:: Exercise input

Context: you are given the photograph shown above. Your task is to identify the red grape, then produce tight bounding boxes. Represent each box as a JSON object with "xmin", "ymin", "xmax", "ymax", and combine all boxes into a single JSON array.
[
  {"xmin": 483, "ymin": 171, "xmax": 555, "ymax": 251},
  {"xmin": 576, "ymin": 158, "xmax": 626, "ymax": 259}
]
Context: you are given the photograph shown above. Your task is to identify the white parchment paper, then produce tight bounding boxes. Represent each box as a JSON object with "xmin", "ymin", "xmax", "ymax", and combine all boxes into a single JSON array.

::::
:: Exercise input

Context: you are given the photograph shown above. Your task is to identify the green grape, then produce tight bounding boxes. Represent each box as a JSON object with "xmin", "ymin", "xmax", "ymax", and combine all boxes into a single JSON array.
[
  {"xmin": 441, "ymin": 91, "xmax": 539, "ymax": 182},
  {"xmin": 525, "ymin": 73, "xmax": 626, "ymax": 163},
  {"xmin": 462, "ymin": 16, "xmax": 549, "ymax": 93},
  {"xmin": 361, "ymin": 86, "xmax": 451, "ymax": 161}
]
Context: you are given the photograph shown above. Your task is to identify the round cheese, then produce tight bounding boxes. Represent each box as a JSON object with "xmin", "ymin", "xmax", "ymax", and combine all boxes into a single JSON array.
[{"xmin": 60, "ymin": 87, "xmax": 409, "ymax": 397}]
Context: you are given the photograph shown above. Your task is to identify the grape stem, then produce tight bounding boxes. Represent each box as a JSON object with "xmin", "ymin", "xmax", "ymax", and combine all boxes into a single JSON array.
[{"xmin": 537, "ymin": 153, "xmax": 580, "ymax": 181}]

::::

What this task involves
Using the data above, reproduce exactly the lines between those holding "identify the red" and "identify the white", inclusive, and no others.

Solution to this exercise
Context: you are given the photograph shown above. Your task is to identify the red grape, then produce tight bounding boxes. Represent each box as a JSON object with "xmin", "ymin", "xmax", "ymax", and combine all boxes into a single JSON array.
[
  {"xmin": 483, "ymin": 171, "xmax": 555, "ymax": 251},
  {"xmin": 576, "ymin": 158, "xmax": 626, "ymax": 259}
]
Context: you are given the photograph shown above. Your task is to identify the white parchment paper, then produce tight bounding boxes. Represent each box as a JSON object with "xmin", "ymin", "xmax", "ymax", and combine all boxes into a single JSON array.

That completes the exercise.